# PlastiDiping Wheels?



## Bailey Blair (Mar 28, 2014)

Okay I have a 2014 Black 1LT 1.4T cruze and I was thinking of PlastiDiping my rims they are stock rims but what color would look best that would be used to accent the rest of the car?









Does anyone have any success stories using plastidip on rims? What would be the best color that I could use to change all the chrome on my vehicle? Thanks!


----------



## trevor_geiger (Nov 29, 2012)

I'd say go with black, it's fairly easy to dip your wheels. You use about 3 cans for all four, and right now dipmycar.com is having a 20% off sale on everything. For the chrome I'd would go with black again as well and then get tint lol. 


Just Cruzin'


----------



## Bailey Blair (Mar 28, 2014)

Black is always an option but around here there are just so many people who have black on black cars with 5% tint. Its a fad and I would rather stand out than fit in even though it is always a great look. I want to get the appearance and interior looking good before I go ahead and get bolt ons and such.

Does anyone have pictures of maybe a matte purple or maybe a glossy orange?


----------



## CruisingintheCruze (Feb 14, 2014)

Idk what color to use cause thats up to you, but other users and myself have used plastidip with success...properly jack up the car, take all fours off, put newspaper around the rim covering the tire (thts what i did atleast), and evenly spray atleast 3-4 coats with like a 20-30 min drying time between each coat...post pics when youre done


----------



## Blue_RS (Aug 30, 2013)

I did 4 coats of black plastidip as a base coat and 3-4 coats of gold metalizer and i love the look! Mines topaz blue metallic tho.


----------



## marden64 (Dec 1, 2013)

Could always pick a colour that's inside the vehicle and bring it to the outside.

If you have red on the inside, you could do a red ring around the outside of the rim, black spokes and a red stripe down the center of each spoke. The only limit is your own imagination.

I would pick something that would compliment your vehicle though.


----------



## Bailey Blair (Mar 28, 2014)

My interior is all black with chrome accents though. I want to replace chrome accents with whatever color I want to pick for the rims and chrome trim on the outside.


----------



## 98sonoma (Nov 30, 2010)

========

▶ _To do_
1 > Rewrite the stretch of the thread from "Does anyone have any" through "get tint lol.", replacing "black" with "silver".
2 > Answer these questions from the thread:
(a) How many cans does trevor_geiger say are used for all four wheels?
(b) What is the color of Blue_RS's car?
(c) What drying time between coats does CruisingintheCruze suggest?
3 > List every distinct username that appears in a post heading in the thread.

▶ _Rows from a point labeling set_
========

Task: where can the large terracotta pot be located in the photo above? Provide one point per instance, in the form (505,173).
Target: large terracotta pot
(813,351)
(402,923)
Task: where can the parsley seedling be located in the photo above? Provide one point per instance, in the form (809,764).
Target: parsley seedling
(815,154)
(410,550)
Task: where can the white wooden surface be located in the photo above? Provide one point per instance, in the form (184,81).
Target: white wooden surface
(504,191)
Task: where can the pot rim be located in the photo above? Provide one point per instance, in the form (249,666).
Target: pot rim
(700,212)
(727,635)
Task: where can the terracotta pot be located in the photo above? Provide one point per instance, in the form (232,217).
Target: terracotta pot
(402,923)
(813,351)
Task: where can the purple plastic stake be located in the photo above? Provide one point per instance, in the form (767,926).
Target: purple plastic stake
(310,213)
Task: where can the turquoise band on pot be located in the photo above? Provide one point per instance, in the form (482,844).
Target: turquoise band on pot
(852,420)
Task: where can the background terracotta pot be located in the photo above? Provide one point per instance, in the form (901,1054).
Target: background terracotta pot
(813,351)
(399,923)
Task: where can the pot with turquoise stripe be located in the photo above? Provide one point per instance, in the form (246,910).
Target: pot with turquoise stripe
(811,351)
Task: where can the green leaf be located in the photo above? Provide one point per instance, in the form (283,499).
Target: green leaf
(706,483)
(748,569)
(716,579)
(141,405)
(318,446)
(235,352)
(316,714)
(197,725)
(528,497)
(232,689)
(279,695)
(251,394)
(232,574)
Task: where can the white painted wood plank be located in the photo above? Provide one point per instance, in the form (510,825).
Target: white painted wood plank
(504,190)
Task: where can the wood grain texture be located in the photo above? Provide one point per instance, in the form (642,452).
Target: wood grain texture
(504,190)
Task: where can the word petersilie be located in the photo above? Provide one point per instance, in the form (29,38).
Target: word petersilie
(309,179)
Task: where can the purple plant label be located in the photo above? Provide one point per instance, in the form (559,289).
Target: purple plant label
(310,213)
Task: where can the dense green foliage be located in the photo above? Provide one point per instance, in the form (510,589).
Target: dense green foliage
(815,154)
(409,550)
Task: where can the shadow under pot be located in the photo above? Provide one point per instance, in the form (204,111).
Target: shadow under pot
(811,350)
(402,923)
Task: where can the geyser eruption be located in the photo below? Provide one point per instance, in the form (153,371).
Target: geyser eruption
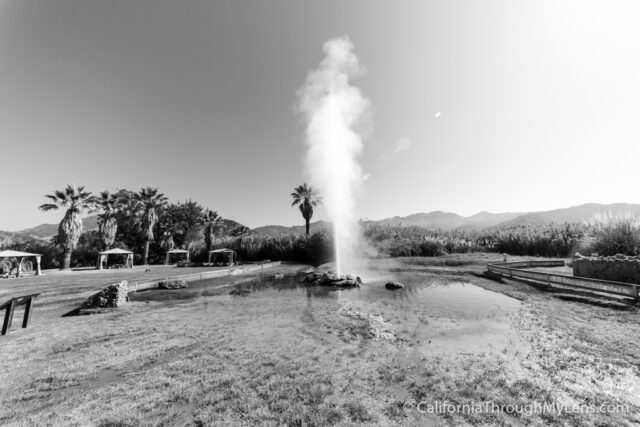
(335,111)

========

▶ _Responses for each task_
1 >
Does anyone have any success stories using plastidip on rims? What would be the best color that I could use to change all the chrome on my vehicle? Thanks!


----------



## trevor_geiger (Nov 29, 2012)

I'd say go with silver, it's fairly easy to dip your wheels. You use about 3 cans for all four, and right now dipmycar.com is having a 20% off sale on everything. For the chrome I'd would go with silver again as well and then get tint lol.

2 >
(a) About 3 cans.
(b) Topaz blue metallic.
(c) 20-30 minutes.

3 >
Bailey Blair
trevor_geiger
CruisingintheCruze
Blue_RS
marden64
98sonoma